(Task to complete) Copy every line from the one containing "Note: one point per instance of the tiled" through the last line of the records below, both included, and nothing else.

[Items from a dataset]
>> start
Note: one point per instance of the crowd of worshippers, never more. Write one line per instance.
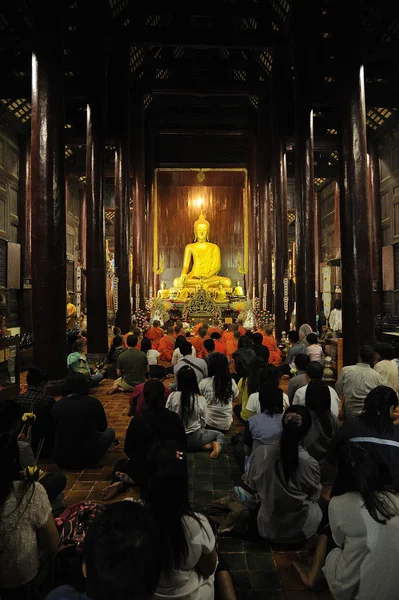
(320, 460)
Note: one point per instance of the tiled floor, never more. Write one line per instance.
(258, 571)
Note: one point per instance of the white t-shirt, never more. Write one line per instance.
(177, 355)
(20, 518)
(253, 403)
(197, 419)
(217, 415)
(152, 357)
(187, 583)
(300, 394)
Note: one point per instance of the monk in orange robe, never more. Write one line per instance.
(155, 333)
(166, 345)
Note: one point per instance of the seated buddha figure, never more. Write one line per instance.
(204, 260)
>> end
(Task solution)
Note: one point per instance of the tiled floor, never more. Write one line per instance.
(258, 571)
Note: one point per instance of the white t-shirt, never more. Write one line per instance.
(177, 355)
(20, 518)
(253, 403)
(197, 419)
(217, 415)
(152, 357)
(187, 583)
(300, 394)
Note: one point per instance of the monk in orange robe, never more. Write one line per instance.
(155, 333)
(166, 345)
Note: one point per instance of the seated buddha figure, never more. Write one line per instance.
(204, 260)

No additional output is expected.